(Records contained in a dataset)

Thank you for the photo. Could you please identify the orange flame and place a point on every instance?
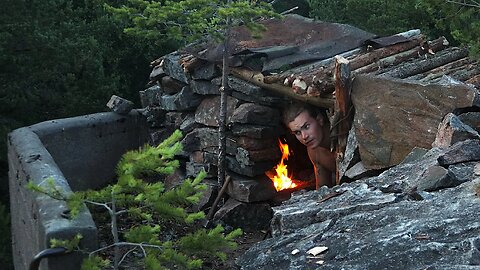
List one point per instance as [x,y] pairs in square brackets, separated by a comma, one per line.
[282,180]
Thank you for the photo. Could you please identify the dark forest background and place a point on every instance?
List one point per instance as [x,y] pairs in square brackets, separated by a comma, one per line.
[63,58]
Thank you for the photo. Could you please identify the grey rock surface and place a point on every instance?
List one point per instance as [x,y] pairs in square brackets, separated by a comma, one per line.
[385,222]
[452,130]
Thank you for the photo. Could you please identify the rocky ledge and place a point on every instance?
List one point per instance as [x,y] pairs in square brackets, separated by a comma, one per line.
[421,214]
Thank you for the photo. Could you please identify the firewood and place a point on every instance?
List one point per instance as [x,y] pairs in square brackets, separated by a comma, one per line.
[412,68]
[393,60]
[281,89]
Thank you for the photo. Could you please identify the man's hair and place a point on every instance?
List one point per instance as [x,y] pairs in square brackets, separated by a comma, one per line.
[294,109]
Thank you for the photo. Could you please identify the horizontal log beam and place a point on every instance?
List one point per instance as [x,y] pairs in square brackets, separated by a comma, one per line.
[256,78]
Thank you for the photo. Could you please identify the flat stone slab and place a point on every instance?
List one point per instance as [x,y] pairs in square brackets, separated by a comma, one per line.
[376,231]
[251,113]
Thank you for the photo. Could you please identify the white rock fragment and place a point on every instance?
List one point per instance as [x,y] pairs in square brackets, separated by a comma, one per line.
[317,250]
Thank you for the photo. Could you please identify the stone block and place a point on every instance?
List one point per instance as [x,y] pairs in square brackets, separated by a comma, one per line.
[155,116]
[255,131]
[452,130]
[247,216]
[193,169]
[209,195]
[157,73]
[172,67]
[149,96]
[472,119]
[351,156]
[201,139]
[175,119]
[188,124]
[248,190]
[174,179]
[250,157]
[251,113]
[203,157]
[120,105]
[249,143]
[181,101]
[359,171]
[256,169]
[251,93]
[171,86]
[208,111]
[463,151]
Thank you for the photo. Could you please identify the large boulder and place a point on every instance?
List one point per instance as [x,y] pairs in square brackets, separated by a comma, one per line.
[393,116]
[425,223]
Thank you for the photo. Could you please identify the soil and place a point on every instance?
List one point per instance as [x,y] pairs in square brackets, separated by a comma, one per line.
[134,259]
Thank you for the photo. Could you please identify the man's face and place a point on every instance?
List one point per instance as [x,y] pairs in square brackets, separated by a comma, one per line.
[308,129]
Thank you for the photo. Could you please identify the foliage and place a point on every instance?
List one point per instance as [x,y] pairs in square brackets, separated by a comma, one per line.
[383,17]
[70,244]
[151,208]
[190,20]
[62,58]
[5,241]
[460,24]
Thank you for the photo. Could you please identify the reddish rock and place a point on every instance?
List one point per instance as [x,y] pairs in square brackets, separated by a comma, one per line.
[452,130]
[394,116]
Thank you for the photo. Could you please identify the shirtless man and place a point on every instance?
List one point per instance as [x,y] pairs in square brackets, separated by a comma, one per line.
[310,126]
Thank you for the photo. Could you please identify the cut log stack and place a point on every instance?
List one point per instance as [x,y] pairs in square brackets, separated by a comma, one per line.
[184,94]
[190,101]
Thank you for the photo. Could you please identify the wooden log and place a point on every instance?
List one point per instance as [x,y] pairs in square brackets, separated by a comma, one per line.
[257,79]
[441,70]
[408,69]
[340,125]
[393,60]
[462,74]
[374,56]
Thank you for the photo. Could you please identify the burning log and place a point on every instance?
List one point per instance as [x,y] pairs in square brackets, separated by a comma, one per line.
[279,175]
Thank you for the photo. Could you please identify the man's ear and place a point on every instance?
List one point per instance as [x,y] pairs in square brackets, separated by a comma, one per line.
[320,120]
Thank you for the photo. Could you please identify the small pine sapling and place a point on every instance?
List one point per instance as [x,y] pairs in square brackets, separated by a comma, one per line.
[150,207]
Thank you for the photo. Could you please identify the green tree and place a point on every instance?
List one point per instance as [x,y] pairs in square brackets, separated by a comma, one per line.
[383,17]
[197,20]
[458,21]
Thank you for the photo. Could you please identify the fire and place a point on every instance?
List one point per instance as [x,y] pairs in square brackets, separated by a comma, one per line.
[282,180]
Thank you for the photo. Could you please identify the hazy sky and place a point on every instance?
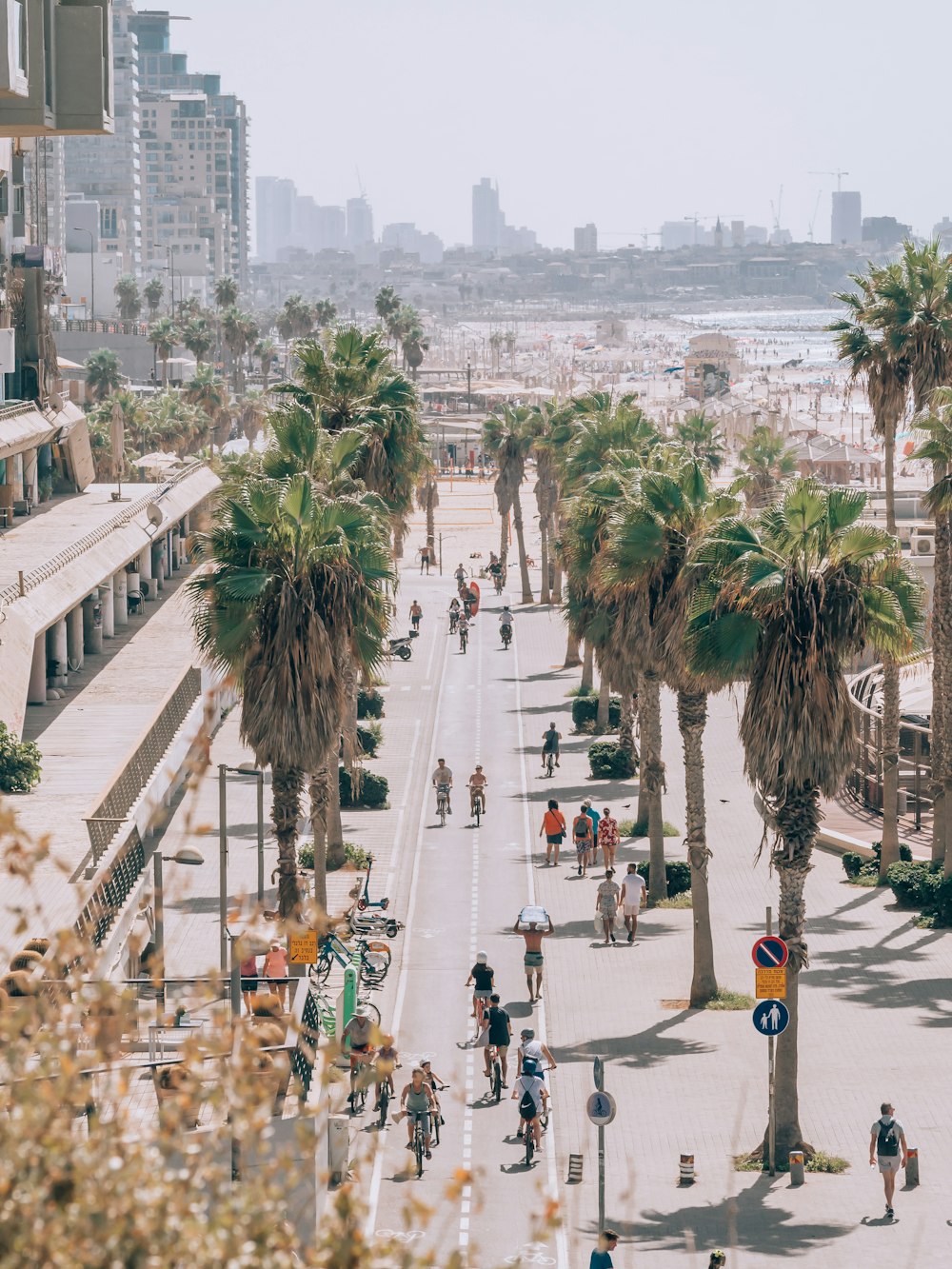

ASSIGNED TASK. Looking at the data above, return every line from the one with "Thank you for the photo. Could you please identify the grey" down to the one with "Thank you for the photo. Could you please identify the firewood", exactly and inclusively.

RESPONSE TO THE EXERCISE.
Thank you for the photo. Could you please identify the grey rock surface and place a point on every instance?
List one point per instance as [x,y] pairs in square brackets, separated by a comma, one per line.
[385,222]
[452,130]
Thank you for the photo. Could you please identify the rocky ledge and place a point on every instance?
List one point per instance as [x,y] pairs in square brackets, separated by a comma, one per line.
[421,214]
Thank you for the photo. Could you please identify the firewood and place a point on every instance?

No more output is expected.